Sales also talks to academics and experts about the social ramifications of young people's access to seemingly unlimited choices in partners and dating. The documentary includes interviews with the creators of popular dating apps, including Jonathan Badeen, co-founder of Tinder; Whitney Wolfe Herd, founder and CEO of Bumble; Justin McLeod, founder and CEO of Hinge; and Mandy Ginsberg, CEO of Match Group, which owns Tinder, OkCupid and other dating sites.

== Reception ==
In a review for The Guardian, Joel Golby wrote, "At times, Swiped feels as if it is trying to paint too broad a picture of dating in 2018: some of the 'expert voices' explaining normal behaviour sound like a documentary from 1998 where an awkward man in a jumper slowly explains that you have to 'log on' to 'surf the world wide web'. It is doomed to age fairly rapidly as a result. But as a snapshot of dating right this very second, it is a capable one".

Writing for Vogue, Bridget Read said a highlight of the film was its findings about "the 'gameification' of dating, via technological features like speed and ease of use, notifications, rewards, and add-ons" Read also opined the documentary needed more generational context and insight into the oversight of tech companies and apps.

Writing for Salon, TV critic Melanie McFarland called Swiped "illuminating, fascinating, depressing and horrifying."

In Business Insider, Nathan McAlone wrote that "[t]he first thing that jumps out about 'Swiped' is how gifted an interviewer Sales is. Much of the doc revolves around interviews with 18 to 25-year-olds who talk about their experiences using various dating apps. Sales said she wanted broad representation of diverse voices and she certainly succeeds. The interviews veer from sweet to sad to mildly sociopathic–but their defining quality is candor, which is a testament to Sales' technique."

Writing for Marie Claire, Cady Drell said that "[Swiped's] most lasting message was sort of about corporate responsibility. As in: Do the corporations who get us onto dating apps have a responsibility to make them safe and conducive to healthy relationships? Sales argues that they do... The second point from Swiped that rings true–and it's tied into the conversation about capitalism–is that women put an inordinate amount of work into the mechanics of dating, relative to men."

"'Swiped' is a very good film with a very simple message: the technology may have changed and convoluted things, but the learning curve of romance is about the same: it's complicated," wrote Omar Gallaga in Book and Film.

(Items stored in a collection)
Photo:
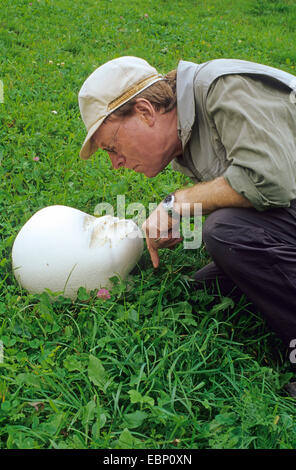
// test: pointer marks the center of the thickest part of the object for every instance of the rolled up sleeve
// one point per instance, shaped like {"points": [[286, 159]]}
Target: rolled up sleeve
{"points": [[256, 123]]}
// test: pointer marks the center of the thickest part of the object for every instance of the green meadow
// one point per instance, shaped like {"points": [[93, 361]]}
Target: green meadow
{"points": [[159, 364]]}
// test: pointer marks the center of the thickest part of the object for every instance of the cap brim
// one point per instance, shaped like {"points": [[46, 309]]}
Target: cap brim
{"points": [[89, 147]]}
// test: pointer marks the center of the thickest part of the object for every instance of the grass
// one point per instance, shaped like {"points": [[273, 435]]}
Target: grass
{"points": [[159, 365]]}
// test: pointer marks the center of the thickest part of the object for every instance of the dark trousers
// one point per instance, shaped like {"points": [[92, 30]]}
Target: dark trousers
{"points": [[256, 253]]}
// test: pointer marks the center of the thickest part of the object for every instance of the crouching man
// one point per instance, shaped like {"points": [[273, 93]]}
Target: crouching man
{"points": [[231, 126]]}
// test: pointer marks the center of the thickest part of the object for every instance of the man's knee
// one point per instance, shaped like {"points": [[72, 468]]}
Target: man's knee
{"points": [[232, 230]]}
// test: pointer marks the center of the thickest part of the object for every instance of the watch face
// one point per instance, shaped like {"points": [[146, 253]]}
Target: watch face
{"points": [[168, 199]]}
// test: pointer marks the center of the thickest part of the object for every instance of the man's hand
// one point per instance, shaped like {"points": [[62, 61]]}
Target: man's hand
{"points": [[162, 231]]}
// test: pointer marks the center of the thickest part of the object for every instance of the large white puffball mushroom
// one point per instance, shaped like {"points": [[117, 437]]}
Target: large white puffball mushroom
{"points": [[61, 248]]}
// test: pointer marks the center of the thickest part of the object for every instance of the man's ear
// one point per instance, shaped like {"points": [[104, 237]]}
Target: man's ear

- YOUR INSTRUCTIONS -
Answer these questions from the text about the documentary Swiped:
1. Who is named as the founder and CEO of Bumble?
2. Bridget Read's review of the film was written for which publication?
3. What age range do the interviewees fall into, according to the Business Insider review?

- SOLUTION FOR THIS TASK -
1. Whitney Wolfe Herd
2. Vogue
3. 18 to 25 years old